PROMPT 1 »
Count the lines in the records below that contain the string "instance", treating uppercase and lowercase as different, and give only the number.

Two things causing me to (momentarily) lose the power of speech.

Number one.
Most of my daughter's class were confirmed last week. We aren't catholic which is a blessing, as it has saved us hundreds of pounds in clothing and presents for first holy communions and confirmations. 
Now what would you consider appropriate for an 11 year old to wear to a religious ceremony?
 This is what one of my daughter's classmates wore - 'a really short skirt, a tiara and high heels, and ..........she came in a limousine' 

Number two.
My husband has been cutting down the ivy and other plants that are growing over our shared fence. He is no gardener, a fact he spectacularly demonstrated when he pointed to this plant....

.....and said 'Is this a bramble?'

Today is the 25th -the day I show you pictures of The Quince Tree.
Here she is this June.

Leafy and green.
If you look closely you can spot Charlie to the left of the tree -he's bending over cutting down raspberries.

There are plenty of fruit quietly swelling among those big leaves.

Charlie found a nest among the ivy. Fortunately not in use.


  1. OMG! That is quite shocking and I am an open minded, non practising, non religious type. What is going on?

    Bless your hubby - he's no Ray Mears, is he?!

    Thanks for making me smile, as you often do - need it today.

  2. Not as bad as what has just happened in my garde; a new neighbour, tenant not owner, has ripped my Clematis from its wooden tub, tub is nowhere to be seen and he has torn out my precious Black Hollyhock and my lovely Sage bush. I am speechless too! So angry that I cannot confront him yet.

    Your Quince tree is looking good.

  3. Husbands are notorious for "weeding" everything in sight.. slash and burn techniques. Here on our farm we are at war with blackberry "intruders". Someone brought Himalayan blackberries to Oregon long ago and the whole state is being consumed by them. What's not covered with blackberries, is being covered with Ivy. Whole forests are dying as the trees are consumed by Ivy. Here it's called "English" Ivy.. what do you call it there? :-)

  4. That's nothing. The fair has come to town- it's about 500m from our door (but thankfully over the river too). I have seen 3 year olds with tans, spray I presume, and heels about 2" high.
    All the slightly older girls are walking, sorry, stumbling around in
    6" heels in the grass where the cattle usually graze. False eyelashes abound. Heaven help Cambridge if there is a fire on the common- there is so much man-made fabric, the city would go up in seconds. Sorry. I've ranted. But it is like being in aa documentary when you cross the common to go to pre-school.

TASK DATA »
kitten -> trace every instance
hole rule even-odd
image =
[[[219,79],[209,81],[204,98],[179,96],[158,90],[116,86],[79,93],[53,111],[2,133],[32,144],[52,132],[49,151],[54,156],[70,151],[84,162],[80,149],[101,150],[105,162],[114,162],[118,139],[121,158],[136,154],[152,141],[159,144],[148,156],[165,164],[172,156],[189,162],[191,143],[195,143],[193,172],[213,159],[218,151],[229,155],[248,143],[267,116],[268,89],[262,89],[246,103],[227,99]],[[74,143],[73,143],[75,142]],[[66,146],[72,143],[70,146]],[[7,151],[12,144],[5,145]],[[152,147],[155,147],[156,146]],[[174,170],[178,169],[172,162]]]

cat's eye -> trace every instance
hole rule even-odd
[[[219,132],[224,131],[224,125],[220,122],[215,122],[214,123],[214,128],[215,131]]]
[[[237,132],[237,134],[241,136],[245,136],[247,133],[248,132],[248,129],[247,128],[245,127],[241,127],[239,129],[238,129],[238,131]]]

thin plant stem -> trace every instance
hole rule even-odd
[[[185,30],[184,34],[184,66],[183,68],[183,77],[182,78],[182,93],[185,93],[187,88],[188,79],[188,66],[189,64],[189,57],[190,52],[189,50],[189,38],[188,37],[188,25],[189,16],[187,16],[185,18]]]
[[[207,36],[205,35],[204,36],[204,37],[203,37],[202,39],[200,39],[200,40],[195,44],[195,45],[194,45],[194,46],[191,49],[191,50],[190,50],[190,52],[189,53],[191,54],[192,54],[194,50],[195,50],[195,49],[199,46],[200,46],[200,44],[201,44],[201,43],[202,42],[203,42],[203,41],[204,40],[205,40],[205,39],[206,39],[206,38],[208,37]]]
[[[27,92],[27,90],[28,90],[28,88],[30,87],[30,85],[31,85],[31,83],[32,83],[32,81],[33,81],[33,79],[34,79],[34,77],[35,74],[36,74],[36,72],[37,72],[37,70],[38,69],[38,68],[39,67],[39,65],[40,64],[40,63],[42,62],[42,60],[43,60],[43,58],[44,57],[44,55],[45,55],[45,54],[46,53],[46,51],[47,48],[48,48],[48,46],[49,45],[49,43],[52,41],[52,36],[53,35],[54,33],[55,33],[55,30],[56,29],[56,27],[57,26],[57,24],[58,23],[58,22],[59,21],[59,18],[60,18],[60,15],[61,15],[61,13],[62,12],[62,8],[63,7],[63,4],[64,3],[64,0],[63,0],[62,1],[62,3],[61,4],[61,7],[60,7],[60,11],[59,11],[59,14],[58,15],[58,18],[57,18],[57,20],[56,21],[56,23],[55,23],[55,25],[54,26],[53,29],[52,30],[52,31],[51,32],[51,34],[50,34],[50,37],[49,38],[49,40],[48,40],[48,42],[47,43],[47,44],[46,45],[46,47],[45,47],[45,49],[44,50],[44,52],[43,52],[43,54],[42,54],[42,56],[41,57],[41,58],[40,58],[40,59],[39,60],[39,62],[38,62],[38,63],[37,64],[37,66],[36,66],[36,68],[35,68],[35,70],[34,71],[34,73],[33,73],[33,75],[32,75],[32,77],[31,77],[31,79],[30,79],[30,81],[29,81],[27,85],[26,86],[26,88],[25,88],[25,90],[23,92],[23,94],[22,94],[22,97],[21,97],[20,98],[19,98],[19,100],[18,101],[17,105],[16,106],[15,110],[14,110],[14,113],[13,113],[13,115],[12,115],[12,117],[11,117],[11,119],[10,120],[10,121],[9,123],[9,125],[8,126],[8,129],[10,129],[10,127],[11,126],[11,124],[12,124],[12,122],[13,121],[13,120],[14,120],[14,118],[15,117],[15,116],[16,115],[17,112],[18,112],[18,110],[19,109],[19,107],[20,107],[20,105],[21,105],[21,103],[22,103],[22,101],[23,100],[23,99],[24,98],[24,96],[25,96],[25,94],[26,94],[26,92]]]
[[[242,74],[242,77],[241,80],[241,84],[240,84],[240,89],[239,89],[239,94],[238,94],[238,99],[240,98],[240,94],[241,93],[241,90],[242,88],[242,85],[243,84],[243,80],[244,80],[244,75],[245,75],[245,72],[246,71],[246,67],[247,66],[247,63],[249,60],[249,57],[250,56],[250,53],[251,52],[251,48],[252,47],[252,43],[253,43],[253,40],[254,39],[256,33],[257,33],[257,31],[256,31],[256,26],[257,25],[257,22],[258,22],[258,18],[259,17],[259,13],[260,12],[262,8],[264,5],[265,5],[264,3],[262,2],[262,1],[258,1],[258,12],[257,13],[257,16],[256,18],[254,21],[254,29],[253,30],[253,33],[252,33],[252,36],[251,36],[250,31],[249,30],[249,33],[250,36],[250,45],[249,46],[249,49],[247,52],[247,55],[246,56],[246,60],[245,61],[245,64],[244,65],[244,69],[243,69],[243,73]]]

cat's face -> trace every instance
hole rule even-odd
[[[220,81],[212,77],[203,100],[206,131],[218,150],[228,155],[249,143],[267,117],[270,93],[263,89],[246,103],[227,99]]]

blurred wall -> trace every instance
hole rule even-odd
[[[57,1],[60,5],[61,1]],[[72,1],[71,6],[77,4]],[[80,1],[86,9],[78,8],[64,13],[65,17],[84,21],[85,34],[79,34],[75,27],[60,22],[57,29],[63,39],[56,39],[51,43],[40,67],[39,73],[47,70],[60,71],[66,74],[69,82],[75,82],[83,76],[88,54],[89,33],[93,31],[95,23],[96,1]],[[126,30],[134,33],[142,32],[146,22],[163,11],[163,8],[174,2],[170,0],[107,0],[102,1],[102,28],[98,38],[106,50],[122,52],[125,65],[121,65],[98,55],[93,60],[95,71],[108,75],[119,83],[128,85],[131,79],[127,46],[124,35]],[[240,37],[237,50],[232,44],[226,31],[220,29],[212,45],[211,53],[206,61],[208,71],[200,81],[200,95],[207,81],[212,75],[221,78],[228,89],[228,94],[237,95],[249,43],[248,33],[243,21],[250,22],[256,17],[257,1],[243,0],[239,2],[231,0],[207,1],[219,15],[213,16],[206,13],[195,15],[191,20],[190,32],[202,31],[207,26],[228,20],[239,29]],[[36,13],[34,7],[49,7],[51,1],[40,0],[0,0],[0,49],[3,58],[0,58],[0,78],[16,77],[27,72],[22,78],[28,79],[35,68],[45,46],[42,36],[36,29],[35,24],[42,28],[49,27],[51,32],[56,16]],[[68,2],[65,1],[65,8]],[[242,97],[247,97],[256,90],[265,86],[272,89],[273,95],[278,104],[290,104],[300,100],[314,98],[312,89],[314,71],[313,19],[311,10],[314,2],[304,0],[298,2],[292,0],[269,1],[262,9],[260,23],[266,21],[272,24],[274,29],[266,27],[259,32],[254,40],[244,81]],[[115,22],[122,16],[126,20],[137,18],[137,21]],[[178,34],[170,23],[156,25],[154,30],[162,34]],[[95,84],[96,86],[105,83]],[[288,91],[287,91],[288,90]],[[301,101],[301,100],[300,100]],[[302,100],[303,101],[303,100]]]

PROMPT 2 »
Copy the blog post above word for word, starting at "Number one." and ending with "to this plant....", including those final words.

WRITTEN SOLUTION 1 »
5

WRITTEN SOLUTION 2 »
Number one.
Most of my daughter's class were confirmed last week. We aren't catholic which is a blessing, as it has saved us hundreds of pounds in clothing and presents for first holy communions and confirmations. 
Now what would you consider appropriate for an 11 year old to wear to a religious ceremony?
 This is what one of my daughter's classmates wore - 'a really short skirt, a tiara and high heels, and ..........she came in a limousine' 

Number two.
My husband has been cutting down the ivy and other plants that are growing over our shared fence. He is no gardener, a fact he spectacularly demonstrated when he pointed to this plant....